__SUPPLIED TEXT__.
In October 1914, King Albert I and his familly took up residence in the so called 'Royal Villas' in De Panne. These villas where the Bortier, de Terschueren, Maskens and Saint-Joseph. The Royal familly took the villa 'Maskens'. The villa 'de Terschueren' was incorporated with high ranking officers and served as a study for the education of Queen Elisabeth and her three childeren. Villa Saint Joseph was held by nuns who requested Queen Elisabeth to held a orphanage. 

King Albert writing on the the dinning table in villa Paul Maskens.

King Alberts oldest son, prince leopold joined voluntarely the 12th infantry regiment at the each of 13 in April 1915. The king spoke to the supperiors of his son on the beach of De Panne the following words:

 

" I want no special treatement for my son, let him work in the trenches he has to know how it feels to have blisters on his hands"

 

Prince Leopold stayed as his father requisted in the trenches and was even under enemy shell fire, but came out unharmed. Six months later the king sent Prince Leopold to Elton College in England. Prince Leopold will return to Belgium after the war ended and marched with his old unit into Brussels and Leuven on the liberation days.

PRINCE LEOPOLD, KING ALBERTS OLDEST SON JOINS VOLUNTARELY THE BELGIAN ARMY AT THE AGE OF 13.

 

THE POLITICAL AND MORAL BATTLE WITH THE FRENCH HIGH COMMAND AND THE BELGIAN GOVERNEMENT

 

When prime minister Charles de Broqueville moved the entire Belgian governement to Le Havre after the battle of Antwerp was decided, he placed themselves in a distance of 300 km from King Albert. This ment that the cooporation between the king and the governement wasn't going to be easy. It even forced de Broqueville to take up residence in Dunkirk and had to pendle between the King and the governement for three years. The relationship between the prime minister and King  Albert I was mostly business and sometime intence because of there different opinions. Eventualy there conflict will result in the dismission (when the time is justified) of de Broqueville.

King Albert I (right) and General Joffre, commander of the French army

THE BATTLE ON THE 'REIGERSVLIET'

6 MARCH 1918

The battle at the Riegersvliet was an German offensive that was needed to plan an attack on Merkem in April 1918. The Reigersvliet was a stream of one and half till 2 meters wide wich had a bridgehead off 1,6 kilometer in total. This possition was situeted between the 'Twee Appelaars' farm  (North) and the 'Drie Gevels' farm in the south.

Records of labeled points
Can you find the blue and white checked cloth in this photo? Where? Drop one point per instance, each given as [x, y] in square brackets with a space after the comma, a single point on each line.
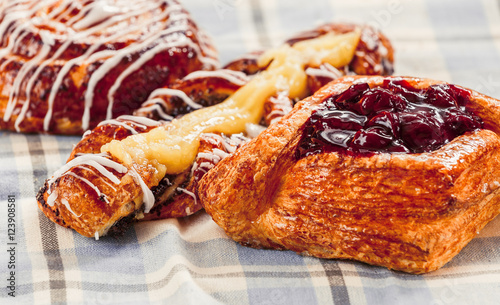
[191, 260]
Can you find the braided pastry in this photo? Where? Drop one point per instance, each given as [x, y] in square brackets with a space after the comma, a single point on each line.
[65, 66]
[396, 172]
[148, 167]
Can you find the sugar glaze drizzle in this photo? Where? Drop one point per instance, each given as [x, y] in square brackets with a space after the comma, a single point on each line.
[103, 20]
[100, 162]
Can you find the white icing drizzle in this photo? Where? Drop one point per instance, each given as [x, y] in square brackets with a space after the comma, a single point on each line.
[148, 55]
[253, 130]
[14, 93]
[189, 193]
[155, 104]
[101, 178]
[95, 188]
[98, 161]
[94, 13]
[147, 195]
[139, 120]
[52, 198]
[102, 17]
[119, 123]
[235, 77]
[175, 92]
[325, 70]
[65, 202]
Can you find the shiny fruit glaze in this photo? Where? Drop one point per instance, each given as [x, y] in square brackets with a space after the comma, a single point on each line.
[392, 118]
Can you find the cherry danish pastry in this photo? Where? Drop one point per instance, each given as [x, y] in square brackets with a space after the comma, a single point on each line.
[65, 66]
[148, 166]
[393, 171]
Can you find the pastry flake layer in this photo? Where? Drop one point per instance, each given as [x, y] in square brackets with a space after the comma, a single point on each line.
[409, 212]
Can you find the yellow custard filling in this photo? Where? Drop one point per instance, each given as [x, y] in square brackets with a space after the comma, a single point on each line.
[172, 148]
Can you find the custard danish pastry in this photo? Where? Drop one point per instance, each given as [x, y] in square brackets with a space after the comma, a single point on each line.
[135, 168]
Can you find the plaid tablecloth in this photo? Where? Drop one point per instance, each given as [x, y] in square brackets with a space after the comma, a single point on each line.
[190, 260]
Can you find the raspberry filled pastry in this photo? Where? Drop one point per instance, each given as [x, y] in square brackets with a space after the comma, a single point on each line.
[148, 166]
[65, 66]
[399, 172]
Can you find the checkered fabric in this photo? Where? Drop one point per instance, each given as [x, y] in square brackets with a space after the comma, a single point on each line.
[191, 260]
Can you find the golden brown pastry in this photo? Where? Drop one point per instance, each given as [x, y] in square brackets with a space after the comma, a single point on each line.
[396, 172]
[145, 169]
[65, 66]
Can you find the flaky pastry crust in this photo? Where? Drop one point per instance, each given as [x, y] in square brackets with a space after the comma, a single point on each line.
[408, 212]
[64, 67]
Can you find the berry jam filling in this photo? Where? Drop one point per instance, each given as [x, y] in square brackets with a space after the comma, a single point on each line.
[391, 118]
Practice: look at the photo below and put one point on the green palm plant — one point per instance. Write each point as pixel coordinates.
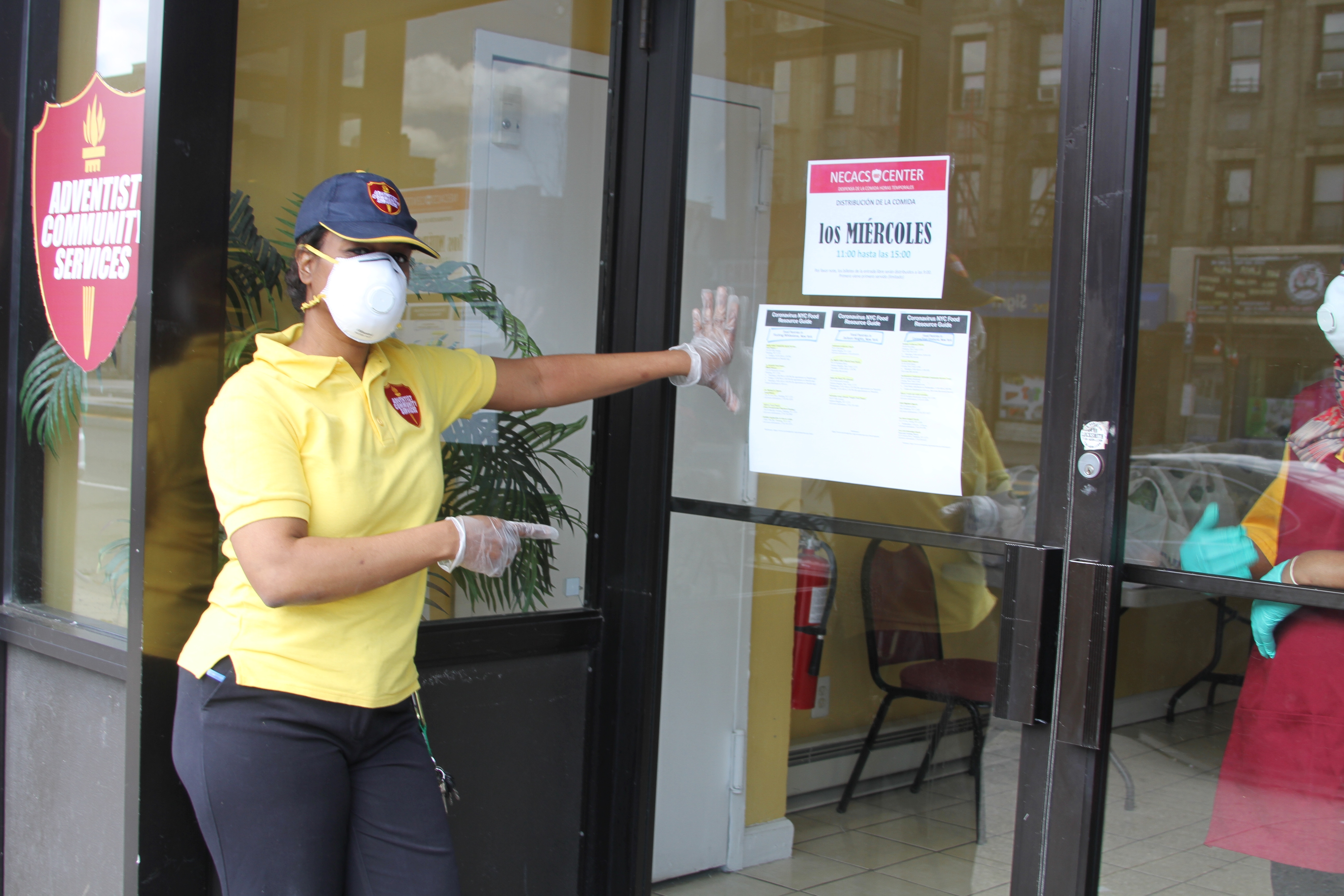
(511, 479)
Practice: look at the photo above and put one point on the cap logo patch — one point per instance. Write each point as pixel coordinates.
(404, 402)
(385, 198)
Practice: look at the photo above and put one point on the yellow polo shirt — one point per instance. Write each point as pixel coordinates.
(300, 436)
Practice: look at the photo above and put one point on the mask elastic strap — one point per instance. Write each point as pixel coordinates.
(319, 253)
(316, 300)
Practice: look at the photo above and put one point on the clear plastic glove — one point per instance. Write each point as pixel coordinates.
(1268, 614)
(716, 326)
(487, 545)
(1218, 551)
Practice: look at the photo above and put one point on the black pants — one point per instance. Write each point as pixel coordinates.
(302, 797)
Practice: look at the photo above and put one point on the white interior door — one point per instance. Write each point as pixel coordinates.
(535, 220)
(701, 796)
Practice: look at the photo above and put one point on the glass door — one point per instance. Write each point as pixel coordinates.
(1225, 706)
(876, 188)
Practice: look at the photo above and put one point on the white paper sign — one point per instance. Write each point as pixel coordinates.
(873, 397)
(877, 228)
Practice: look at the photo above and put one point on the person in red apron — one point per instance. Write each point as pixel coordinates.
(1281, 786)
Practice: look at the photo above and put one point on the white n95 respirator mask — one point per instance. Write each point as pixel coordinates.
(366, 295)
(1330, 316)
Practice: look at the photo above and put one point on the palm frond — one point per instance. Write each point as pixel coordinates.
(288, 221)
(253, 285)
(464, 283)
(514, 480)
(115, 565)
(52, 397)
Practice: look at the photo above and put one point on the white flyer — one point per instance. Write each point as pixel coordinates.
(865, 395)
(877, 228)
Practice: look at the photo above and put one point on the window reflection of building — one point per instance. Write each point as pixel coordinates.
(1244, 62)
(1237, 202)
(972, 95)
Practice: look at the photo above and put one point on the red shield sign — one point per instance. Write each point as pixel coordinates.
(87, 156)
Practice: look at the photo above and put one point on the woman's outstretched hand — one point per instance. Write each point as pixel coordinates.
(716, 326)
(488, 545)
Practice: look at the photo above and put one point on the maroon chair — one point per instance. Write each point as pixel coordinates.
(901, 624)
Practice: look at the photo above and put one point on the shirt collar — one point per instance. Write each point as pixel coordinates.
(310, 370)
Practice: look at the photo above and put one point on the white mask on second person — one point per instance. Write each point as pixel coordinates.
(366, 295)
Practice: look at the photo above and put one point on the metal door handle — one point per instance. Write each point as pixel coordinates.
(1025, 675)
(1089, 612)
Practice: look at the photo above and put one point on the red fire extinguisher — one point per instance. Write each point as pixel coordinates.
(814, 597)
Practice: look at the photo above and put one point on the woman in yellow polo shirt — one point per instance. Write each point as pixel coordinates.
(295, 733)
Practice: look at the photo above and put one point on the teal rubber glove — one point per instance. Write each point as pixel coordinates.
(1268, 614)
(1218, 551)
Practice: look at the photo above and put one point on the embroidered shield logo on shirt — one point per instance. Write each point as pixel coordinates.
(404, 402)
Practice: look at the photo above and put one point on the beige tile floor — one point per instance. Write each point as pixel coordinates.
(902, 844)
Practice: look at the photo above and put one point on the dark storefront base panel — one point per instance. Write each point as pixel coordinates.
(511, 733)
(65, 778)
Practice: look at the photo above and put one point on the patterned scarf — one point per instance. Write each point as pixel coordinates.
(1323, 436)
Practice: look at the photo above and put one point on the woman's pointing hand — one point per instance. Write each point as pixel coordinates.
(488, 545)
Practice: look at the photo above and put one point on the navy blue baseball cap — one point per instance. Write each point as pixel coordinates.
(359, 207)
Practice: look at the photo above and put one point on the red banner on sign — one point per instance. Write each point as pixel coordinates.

__PROMPT__.
Retype the passage of the text on King Albert I between "THE POLITICAL AND" and "of de Broqueville.", inclusive.

__THE ANSWER__.
THE POLITICAL AND MORAL BATTLE WITH THE FRENCH HIGH COMMAND AND THE BELGIAN GOVERNEMENT

 

When prime minister Charles de Broqueville moved the entire Belgian governement to Le Havre after the battle of Antwerp was decided, he placed themselves in a distance of 300 km from King Albert. This ment that the cooporation between the king and the governement wasn't going to be easy. It even forced de Broqueville to take up residence in Dunkirk and had to pendle between the King and the governement for three years. The relationship between the prime minister and King  Albert I was mostly business and sometime intence because of there different opinions. Eventualy there conflict will result in the dismission (when the time is justified) of de Broqueville.